Passage to read:
• • • • • • •

Sunday, January 28, 2018

Predictive analytics in child welfare: Sanitized for libertarian consumption

A writer who was barred from blogging for an education journal after writing a column widely viewed as racist now assures us that there is no racism in child welfare – and predictive analytics will correct the racism that isn’t there.

Don’t you feel better already?




An odious piece of child welfare legislation known as the Adoption and Safe Families Act enshrined a “take-the-child-and-run” mindset in federal law leading to an increase in the number of children torn from their homes. It also increased the number of children who “age out” of foster care with no home at all. The former was intentional, the latter was merely predictable. 

A few years after ASFA became law one of those who claims responsibility for writing it, Richard Gelles,  couldn’t resist a little gloating. Gelles is the former dean of the School of Social Policy and Practice at the University of Pennsylvania. In an interview in 2000, he said:
 Initially, this was just supposed to be a safe families bill, not really an adoption bill at all. The adoption component was a way of sanitizing the bill, to make it more appealing to a broader group of people. Adoption is a very popular concept in the country right now. [Emphasis added.]

Of all those who advocate for a take-the-child-and-run approach to child welfare, Gelles is probably the second most extreme – I’d give the edge for #1 to Elizabeth Bartholet, but it’s close. (For a brief critique of Gelles, see this commentary from his faculty colleague, (and NCCPR board member) Prof. Dorothy Roberts.)

So it is appropriate that when right-wing writer Naomi Schaefer Riley needed a way to sanitize the use of predictive analytics in child welfare for a crowd that might be suspicious – libertarians – she turned to Gelles. Gelles was her primary source in an article touting predictive analytics she wrote for the libertarian magazine Reason.

Predictive analytics uses computer algorithms to tell government authorities things like which alleged criminals should get bail, who to investigate as an alleged child abuser and, if some of its strongest backers get their way, which children should be taken from their parents and consigned to foster care.

The failure of predictive analytics in child welfare is discussed brilliantly in this article from Wired, (an excerpt from the new book Automating Inequality), so I won’t discuss that failure in detail again here.  Rather, I want to focus on how Riley tries to win over libertarians.

● She sandpapers down the rough edges of her own take-the-child-and-run rhetoric, which can be found in its raw form in columns for Rupert Murdoch’s New York Post. For Reason, she finds others to say the words with a bit more finesse – though in at least one case, discussed blow, the result is laughable.

● She makes a little room for those of us who dissent, quoting us in what opinion writers commonly refer to as “to be sure” paragraphs (as in “To be sure, the side I don’t agree with says … but of course they’re wrong because …”)

● She – and Gelles – even try to sell us on the notion that they care about errors in all directions  and they really, truly want child welfare systems to use predictive analytics because supposedly it will curb all kinds of error.  So Riley writes:

Every day some kids are forcibly taken from their parents for the wrong reasons while others are left to suffer despite copious warning signs.


Strangely, however, I have been unable to find a Riley column in the Post about the former, but there is plenty about the latter. Indeed, she is a master of the standard technique of the take-the-child-and-run crowd – take horror stories and extrapolate.

• • • • • • •

Provided information:
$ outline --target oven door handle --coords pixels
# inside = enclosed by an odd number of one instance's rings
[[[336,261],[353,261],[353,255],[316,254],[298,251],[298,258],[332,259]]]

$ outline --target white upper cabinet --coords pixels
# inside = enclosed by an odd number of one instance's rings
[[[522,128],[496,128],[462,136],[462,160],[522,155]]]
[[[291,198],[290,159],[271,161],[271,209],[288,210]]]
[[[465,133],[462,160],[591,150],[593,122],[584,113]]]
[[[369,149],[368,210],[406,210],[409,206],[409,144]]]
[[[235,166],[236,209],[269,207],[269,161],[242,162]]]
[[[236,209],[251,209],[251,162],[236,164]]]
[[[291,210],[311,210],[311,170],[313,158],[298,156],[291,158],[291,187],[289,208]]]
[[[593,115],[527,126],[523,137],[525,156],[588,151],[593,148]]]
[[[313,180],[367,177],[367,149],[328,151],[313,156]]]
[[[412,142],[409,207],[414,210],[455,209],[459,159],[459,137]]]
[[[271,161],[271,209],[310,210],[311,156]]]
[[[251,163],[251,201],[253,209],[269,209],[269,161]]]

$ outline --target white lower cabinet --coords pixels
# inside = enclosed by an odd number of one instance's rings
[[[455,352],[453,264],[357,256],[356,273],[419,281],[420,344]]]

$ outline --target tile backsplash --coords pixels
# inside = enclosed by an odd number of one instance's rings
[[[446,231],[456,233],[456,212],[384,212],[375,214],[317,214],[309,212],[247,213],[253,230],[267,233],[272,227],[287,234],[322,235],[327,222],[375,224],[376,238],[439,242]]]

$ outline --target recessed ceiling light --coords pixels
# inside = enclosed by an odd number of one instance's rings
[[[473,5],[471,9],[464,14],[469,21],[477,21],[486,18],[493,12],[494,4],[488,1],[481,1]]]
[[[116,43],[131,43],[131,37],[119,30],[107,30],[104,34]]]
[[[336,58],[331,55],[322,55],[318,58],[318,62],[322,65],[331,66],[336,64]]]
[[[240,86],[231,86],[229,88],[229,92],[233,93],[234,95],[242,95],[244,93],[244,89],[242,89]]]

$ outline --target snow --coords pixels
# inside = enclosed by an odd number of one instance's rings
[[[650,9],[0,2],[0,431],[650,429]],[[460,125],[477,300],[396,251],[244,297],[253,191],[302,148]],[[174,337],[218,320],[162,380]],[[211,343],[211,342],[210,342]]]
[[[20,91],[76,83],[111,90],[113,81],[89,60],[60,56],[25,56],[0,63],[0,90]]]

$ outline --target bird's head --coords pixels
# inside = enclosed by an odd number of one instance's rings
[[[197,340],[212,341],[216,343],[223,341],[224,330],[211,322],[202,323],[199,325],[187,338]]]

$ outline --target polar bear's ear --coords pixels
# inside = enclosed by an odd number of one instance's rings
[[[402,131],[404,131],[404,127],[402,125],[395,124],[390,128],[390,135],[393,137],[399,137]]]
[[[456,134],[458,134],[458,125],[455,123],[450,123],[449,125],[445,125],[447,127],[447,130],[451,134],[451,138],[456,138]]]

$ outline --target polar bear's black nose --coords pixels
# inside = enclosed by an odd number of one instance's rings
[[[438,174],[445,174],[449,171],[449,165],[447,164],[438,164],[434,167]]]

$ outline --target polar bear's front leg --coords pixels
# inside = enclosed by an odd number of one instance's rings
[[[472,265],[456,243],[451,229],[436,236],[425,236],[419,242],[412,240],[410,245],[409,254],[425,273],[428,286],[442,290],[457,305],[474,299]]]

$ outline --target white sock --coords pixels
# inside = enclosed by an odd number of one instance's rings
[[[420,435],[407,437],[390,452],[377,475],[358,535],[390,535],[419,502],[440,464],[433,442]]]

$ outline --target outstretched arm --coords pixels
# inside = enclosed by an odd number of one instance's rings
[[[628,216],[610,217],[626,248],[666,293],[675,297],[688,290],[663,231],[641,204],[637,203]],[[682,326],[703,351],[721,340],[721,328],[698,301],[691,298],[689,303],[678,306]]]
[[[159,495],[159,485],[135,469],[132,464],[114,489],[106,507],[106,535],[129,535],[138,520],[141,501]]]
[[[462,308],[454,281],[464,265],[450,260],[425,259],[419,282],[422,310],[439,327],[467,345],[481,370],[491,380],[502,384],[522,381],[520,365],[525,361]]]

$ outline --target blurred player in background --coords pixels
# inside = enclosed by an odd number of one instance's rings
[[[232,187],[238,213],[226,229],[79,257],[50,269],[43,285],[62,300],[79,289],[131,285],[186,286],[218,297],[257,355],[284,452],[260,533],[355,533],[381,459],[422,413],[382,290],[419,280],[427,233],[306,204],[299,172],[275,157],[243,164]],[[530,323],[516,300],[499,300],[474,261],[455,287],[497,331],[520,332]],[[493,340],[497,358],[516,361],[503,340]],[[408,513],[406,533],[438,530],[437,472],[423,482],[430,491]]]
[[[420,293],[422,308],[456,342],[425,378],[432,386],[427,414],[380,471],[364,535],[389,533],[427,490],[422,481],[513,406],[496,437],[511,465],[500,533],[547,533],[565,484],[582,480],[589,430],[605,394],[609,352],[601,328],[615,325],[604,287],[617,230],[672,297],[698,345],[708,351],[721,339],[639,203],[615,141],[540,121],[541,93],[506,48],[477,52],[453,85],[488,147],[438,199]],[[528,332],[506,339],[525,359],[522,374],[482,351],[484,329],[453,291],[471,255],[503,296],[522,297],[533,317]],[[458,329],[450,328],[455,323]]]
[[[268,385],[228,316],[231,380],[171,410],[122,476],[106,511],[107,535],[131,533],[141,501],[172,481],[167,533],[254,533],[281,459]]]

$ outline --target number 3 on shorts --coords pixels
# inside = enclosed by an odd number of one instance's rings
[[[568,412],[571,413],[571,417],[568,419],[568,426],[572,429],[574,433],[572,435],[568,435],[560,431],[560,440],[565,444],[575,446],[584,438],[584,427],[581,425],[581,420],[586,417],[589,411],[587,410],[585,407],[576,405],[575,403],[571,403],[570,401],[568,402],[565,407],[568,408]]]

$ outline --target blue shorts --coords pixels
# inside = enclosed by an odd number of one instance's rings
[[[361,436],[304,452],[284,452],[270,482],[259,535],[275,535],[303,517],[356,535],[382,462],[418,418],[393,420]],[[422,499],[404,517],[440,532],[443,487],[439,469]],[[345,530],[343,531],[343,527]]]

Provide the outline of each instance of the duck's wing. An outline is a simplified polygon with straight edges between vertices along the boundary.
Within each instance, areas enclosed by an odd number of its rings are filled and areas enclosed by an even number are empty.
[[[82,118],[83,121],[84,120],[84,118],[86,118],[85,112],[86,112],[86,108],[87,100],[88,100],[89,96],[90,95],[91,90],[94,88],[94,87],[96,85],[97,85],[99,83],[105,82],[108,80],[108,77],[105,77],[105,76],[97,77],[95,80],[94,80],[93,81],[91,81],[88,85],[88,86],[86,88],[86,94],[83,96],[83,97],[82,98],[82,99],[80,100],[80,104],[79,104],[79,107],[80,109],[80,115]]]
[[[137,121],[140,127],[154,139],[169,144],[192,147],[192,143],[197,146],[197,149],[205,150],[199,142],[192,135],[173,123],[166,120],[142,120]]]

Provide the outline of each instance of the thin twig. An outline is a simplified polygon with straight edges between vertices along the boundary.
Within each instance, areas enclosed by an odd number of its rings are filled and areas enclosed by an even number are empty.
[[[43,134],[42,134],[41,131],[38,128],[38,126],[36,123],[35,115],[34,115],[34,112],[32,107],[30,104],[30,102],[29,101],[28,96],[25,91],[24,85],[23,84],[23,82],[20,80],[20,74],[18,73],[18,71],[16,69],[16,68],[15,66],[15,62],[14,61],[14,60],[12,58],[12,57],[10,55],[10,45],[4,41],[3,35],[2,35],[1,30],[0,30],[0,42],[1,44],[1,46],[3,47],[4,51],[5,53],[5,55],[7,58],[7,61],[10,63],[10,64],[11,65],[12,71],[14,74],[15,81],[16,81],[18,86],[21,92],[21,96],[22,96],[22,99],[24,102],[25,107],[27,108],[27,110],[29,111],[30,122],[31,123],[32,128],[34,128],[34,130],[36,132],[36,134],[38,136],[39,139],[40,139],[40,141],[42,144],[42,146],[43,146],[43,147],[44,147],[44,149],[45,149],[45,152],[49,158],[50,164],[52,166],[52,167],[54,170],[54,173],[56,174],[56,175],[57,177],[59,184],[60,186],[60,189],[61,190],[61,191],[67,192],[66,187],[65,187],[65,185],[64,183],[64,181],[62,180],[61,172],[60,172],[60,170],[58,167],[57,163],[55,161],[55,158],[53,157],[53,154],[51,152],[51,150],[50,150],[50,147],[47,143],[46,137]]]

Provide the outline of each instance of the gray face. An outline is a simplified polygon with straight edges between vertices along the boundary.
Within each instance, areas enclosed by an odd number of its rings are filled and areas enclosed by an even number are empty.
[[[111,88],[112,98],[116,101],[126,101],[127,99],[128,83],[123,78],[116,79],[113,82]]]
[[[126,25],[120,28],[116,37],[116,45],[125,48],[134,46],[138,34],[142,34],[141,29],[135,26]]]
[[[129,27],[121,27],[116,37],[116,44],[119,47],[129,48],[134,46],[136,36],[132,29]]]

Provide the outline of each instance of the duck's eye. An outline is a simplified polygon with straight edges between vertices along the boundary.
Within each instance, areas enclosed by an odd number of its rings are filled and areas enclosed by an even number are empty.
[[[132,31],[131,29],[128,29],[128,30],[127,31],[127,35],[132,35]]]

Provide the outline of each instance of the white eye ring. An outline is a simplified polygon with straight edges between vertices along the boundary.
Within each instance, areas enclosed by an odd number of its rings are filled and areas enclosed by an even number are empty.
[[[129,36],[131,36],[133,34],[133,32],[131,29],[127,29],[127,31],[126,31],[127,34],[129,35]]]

• • • • • • •

To-do list:
- A) Count the lines in the records that contain the word "white", treating case as significant. Reply with the number alone.
- B) Extend the post about predictive analytics in child welfare, picking up right after its last sentence.

Answer list:
- A) 4

- B)
Thus she writes that David Hansell, the current commissioner of New York City’s child welfare agency, the Administration for Children’s Services, “has to clean up the mess left by his predecessor …” based on the fact that on that predecessor’s watch children “known to the system” died.  That also happened on the watch of every other ACS commissioner - and every leader of every large child welfare system. In fact, under the leadership of that predecessor Riley does not bother to name – it was Gladys Carrion - child safety in New York City improved. It’s gotten worse, (or should I say messier?) under Hansell.

Riley on race


Most disturbing, given her desire to reassure us that there is no racial bias problem with the use of
predictive analytics, is Riley’s general take on racial issues.

Riley was barred from blogging for the Chronicle of Higher Education after writing a column in 2012 calling for eliminating the entire field of Black Studies – because she deemed three doctoral dissertations “left-wing victimization claptrap.” As others pointed out, that conclusion, is based only on the titles and summaries run in a Chronicle news story.    

With that as the basis, Riley wrote:

… the entirety of black studies today seems to rest on the premise that nothing much has changed in this country in the past half century when it comes to race. Shhhh. Don’t tell them about the black president!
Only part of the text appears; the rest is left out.